___ Extracted data ___

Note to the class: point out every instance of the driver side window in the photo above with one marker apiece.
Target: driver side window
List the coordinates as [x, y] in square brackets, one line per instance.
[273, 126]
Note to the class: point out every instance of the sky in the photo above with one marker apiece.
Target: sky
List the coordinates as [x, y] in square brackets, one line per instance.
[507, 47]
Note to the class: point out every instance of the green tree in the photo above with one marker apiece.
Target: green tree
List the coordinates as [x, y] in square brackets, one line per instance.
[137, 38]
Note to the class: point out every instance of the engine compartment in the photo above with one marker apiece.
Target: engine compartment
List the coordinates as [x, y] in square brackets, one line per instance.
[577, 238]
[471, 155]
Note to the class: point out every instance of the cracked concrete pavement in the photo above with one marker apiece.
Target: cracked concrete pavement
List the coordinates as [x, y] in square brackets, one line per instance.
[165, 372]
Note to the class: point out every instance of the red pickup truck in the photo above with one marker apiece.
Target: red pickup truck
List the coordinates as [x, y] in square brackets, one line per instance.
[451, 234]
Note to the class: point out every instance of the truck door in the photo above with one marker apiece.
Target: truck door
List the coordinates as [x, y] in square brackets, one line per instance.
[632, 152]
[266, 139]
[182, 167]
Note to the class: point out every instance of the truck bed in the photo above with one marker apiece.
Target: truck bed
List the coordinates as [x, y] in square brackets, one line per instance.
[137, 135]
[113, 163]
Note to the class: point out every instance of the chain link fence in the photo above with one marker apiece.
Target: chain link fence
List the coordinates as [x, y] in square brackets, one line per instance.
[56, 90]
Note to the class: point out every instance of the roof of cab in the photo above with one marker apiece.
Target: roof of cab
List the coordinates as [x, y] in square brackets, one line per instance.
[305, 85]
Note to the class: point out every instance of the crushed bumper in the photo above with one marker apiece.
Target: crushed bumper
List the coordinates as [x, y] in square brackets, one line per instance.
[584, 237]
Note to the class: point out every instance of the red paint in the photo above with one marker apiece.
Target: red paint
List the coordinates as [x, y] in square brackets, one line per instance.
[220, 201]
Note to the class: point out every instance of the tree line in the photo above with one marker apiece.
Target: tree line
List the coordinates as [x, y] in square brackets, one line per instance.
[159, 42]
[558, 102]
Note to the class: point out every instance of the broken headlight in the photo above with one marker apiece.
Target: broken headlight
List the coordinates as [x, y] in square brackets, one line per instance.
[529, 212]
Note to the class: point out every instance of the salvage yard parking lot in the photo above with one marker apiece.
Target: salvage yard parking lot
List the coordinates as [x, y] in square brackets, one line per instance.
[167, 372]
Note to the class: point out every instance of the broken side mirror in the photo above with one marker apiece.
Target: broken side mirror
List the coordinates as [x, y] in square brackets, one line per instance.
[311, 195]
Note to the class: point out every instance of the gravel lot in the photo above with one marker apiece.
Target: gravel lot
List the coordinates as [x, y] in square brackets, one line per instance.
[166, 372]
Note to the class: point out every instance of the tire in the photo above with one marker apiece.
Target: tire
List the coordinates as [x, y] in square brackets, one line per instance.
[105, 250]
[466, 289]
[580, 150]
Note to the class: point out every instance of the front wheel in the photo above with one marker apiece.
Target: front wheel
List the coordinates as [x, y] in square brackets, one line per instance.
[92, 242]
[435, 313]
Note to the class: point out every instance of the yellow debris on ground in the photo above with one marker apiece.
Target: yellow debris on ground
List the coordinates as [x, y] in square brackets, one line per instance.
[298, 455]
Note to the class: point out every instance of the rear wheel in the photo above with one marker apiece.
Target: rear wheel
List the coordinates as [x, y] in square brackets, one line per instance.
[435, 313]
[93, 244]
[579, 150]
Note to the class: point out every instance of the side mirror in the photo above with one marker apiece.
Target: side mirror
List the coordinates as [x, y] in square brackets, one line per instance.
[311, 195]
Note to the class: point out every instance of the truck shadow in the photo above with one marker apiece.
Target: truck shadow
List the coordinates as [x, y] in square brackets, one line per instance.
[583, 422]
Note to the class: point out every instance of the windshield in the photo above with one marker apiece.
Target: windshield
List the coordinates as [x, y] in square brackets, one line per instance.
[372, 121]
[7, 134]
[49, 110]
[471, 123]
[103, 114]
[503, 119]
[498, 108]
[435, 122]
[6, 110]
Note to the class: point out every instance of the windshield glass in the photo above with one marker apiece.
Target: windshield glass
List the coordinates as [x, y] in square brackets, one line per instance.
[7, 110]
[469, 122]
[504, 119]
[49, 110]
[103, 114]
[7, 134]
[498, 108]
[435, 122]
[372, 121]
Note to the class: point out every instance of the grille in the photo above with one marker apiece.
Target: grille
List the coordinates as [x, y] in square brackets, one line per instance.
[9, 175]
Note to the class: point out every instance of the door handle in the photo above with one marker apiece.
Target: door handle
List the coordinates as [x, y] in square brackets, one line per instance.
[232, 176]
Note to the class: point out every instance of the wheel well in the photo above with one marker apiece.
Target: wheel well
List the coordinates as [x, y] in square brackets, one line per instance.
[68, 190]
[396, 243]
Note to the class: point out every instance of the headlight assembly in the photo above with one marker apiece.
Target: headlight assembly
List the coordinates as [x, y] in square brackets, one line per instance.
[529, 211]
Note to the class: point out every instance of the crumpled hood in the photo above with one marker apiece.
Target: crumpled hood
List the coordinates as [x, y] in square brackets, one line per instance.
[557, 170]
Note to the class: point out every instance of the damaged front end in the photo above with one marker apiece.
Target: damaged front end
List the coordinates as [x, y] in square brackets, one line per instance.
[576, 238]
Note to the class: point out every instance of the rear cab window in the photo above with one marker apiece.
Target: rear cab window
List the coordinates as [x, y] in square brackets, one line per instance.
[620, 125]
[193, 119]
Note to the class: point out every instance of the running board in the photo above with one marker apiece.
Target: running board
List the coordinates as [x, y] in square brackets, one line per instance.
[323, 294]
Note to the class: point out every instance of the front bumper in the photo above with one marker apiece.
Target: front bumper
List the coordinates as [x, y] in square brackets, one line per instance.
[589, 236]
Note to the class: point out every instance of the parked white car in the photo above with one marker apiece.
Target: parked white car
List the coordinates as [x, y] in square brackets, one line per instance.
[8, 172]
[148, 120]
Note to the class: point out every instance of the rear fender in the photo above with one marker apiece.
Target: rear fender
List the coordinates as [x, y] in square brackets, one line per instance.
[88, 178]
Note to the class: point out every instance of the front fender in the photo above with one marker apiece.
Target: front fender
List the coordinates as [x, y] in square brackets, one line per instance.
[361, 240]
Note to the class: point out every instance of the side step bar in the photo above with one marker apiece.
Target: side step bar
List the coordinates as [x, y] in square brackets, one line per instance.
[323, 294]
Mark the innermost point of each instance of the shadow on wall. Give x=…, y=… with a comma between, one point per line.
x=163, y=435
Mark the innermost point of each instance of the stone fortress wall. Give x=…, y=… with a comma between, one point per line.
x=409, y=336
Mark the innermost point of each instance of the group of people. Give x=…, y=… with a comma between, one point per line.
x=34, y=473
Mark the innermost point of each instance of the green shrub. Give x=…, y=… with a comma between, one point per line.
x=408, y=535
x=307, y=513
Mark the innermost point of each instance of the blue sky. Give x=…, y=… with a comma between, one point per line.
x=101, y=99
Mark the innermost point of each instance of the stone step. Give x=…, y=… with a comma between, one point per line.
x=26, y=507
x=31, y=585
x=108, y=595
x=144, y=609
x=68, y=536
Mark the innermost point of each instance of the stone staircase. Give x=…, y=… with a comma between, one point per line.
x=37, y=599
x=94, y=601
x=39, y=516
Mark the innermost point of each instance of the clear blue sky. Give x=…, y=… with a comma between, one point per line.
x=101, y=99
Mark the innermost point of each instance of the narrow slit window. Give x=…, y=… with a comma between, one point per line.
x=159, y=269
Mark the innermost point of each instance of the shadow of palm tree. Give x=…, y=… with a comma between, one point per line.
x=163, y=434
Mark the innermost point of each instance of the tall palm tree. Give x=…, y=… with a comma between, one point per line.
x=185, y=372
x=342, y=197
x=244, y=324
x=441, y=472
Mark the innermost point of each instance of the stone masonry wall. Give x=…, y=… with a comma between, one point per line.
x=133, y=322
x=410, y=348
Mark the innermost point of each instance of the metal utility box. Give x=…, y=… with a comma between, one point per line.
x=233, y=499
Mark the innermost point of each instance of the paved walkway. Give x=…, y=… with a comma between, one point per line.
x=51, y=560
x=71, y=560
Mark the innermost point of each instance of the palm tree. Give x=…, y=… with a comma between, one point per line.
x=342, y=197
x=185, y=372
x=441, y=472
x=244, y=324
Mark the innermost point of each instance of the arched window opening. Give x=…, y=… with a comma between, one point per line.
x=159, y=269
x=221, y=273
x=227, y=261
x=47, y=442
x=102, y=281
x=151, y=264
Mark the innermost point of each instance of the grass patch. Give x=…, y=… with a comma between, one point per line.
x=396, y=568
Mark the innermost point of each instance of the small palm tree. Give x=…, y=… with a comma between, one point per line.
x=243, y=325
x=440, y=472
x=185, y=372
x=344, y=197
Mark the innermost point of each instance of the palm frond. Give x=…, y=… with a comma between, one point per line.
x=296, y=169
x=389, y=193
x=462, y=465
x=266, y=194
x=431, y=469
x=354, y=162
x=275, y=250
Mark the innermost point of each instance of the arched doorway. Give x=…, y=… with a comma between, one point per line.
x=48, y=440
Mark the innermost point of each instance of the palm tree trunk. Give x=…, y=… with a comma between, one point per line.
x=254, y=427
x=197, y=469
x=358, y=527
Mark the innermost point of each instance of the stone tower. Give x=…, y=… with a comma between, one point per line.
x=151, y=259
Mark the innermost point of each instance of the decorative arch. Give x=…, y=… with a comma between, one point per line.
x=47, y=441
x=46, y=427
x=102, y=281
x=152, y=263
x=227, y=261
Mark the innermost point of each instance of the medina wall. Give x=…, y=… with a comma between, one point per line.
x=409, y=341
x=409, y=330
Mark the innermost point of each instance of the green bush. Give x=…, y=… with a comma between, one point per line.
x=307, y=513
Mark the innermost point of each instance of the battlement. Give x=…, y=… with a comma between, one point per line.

___

Among the entries, work out how many lines include the word "engine". Answer with that number only.

### Answer to this task
2